Please copy the part of the surfing text that opens with the words containing "Sure, it may" and closes with "who begin do.", renaming "monster wave" to "giant wave".

═══ Page extract

Surfing is a great way to get comfortable in the ocean, stay in shape, and enjoy the outdoors. However, there are also some downsides. Some people hate it, but most can’t ever seem to get enough.

Why Surf?

Sure, it may be the most difficult thing you’ll ever try to learn, but just ask a surfer: it’s worth it. Some find relaxation in the open ocean, while others find solace or challenge. The adrenaline rush of riding a monster wave appeals to some. Others enjoy small, peeling waves, gracefully “hanging ten” (ten toes over the nose) as the more advanced surfers do, or wobbling around trying to keep balance as those of us who begin do.
Although surfing brings great joy and satisfaction to many a surfer, there are some negative aspects. It is important to know these factors well, and if you do end up falling in love with wave riding, please do your best to help change them!


What is localism, you ask? It is the intense guarding of surf breaks by folks (usually considered “locals”) who surf there almost, if not every day.
This phenomenon is rarely experienced unless one enters the surfing world. If you’ve never surfed, and don’t know anyone who does, the notion might seem absurd. In fact, it is not only very real, but can lead from confrontation to violence.

══════
═══ Supplied material

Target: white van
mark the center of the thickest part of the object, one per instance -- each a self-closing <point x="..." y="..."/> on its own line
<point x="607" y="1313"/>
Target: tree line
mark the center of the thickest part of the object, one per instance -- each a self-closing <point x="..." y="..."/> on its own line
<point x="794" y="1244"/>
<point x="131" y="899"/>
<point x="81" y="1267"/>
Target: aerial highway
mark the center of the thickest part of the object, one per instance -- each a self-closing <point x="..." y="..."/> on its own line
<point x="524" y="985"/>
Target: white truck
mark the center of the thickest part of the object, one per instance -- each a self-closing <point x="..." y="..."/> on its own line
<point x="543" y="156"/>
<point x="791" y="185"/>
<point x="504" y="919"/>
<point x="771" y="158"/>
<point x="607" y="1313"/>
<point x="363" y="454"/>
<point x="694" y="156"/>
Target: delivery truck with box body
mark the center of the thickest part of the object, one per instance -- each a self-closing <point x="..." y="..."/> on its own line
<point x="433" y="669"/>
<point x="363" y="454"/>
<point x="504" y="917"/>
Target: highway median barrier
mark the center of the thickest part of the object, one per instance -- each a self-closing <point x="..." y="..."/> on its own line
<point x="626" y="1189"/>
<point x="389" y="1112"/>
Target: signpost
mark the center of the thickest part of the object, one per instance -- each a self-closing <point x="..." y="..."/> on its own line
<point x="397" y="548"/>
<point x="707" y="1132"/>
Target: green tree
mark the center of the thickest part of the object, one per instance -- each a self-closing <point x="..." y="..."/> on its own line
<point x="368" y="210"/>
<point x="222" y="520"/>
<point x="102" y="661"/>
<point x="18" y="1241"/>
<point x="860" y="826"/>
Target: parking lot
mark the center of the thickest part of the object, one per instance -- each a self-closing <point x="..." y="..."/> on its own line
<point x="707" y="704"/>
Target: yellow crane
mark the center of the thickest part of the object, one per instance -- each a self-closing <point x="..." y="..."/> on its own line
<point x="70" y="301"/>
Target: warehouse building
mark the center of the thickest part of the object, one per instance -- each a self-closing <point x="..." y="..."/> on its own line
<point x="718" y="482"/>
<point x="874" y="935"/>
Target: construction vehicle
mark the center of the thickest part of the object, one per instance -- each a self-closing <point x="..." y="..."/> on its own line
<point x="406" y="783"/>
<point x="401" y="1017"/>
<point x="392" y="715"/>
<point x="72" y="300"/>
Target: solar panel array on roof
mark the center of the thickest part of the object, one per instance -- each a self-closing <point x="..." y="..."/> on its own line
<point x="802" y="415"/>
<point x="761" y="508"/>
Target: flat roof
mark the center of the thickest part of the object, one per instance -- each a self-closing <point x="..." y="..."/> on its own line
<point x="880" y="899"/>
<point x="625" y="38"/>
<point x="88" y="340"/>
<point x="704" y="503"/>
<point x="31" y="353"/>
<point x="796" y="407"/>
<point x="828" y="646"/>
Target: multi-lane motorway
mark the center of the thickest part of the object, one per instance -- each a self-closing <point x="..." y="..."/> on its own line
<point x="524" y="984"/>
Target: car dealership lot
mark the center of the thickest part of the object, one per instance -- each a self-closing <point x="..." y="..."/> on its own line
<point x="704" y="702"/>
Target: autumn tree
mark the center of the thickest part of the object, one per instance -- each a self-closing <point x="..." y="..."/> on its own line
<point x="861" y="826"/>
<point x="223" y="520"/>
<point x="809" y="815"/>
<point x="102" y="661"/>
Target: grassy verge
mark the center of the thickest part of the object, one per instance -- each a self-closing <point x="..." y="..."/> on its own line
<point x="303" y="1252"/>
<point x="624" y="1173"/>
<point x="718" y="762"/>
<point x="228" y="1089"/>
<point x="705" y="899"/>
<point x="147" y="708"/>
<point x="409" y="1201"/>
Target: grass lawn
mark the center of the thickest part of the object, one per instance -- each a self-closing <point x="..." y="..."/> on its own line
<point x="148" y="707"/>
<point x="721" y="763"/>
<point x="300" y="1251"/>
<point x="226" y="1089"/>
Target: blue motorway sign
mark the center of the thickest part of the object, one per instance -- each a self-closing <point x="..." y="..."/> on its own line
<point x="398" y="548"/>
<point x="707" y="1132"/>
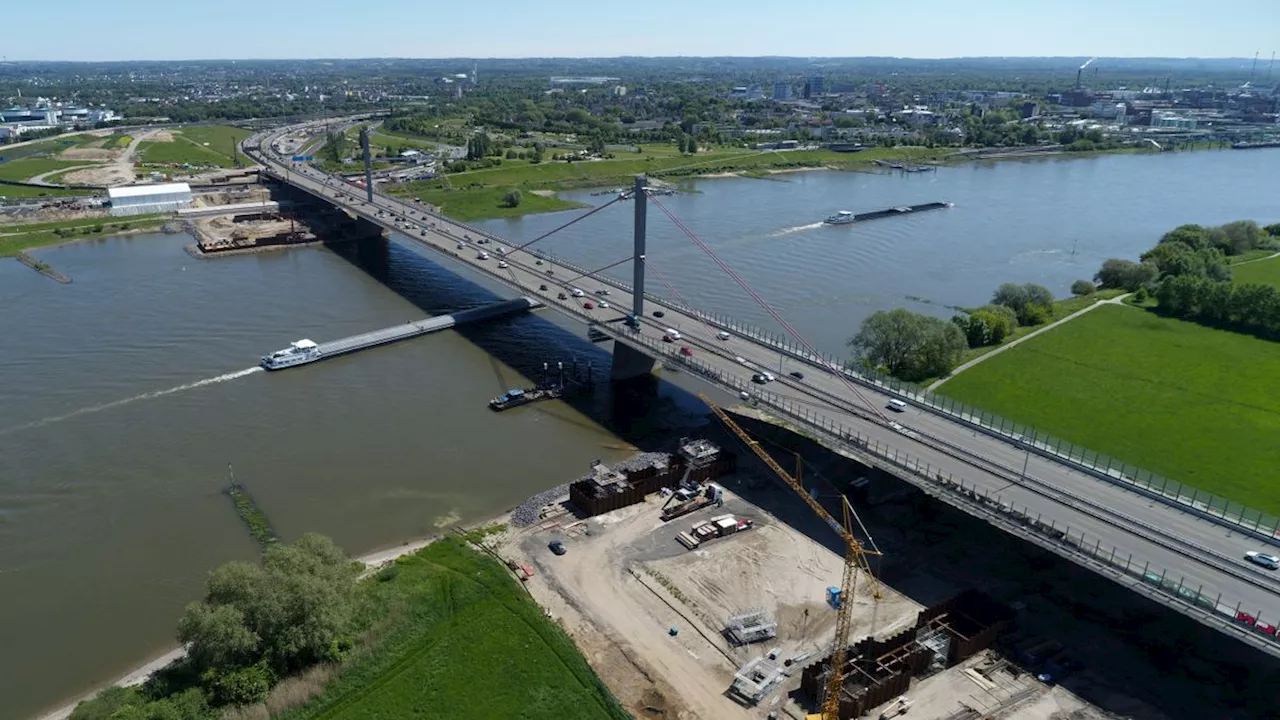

══════

#### Response area
Sure, it may be the most difficult thing you’ll ever try to learn, but just ask a surfer: it’s worth it. Some find relaxation in the open ocean, while others find solace or challenge. The adrenaline rush of riding a giant wave appeals to some. Others enjoy small, peeling waves, gracefully “hanging ten” (ten toes over the nose) as the more advanced surfers do, or wobbling around trying to keep balance as those of us who begin do.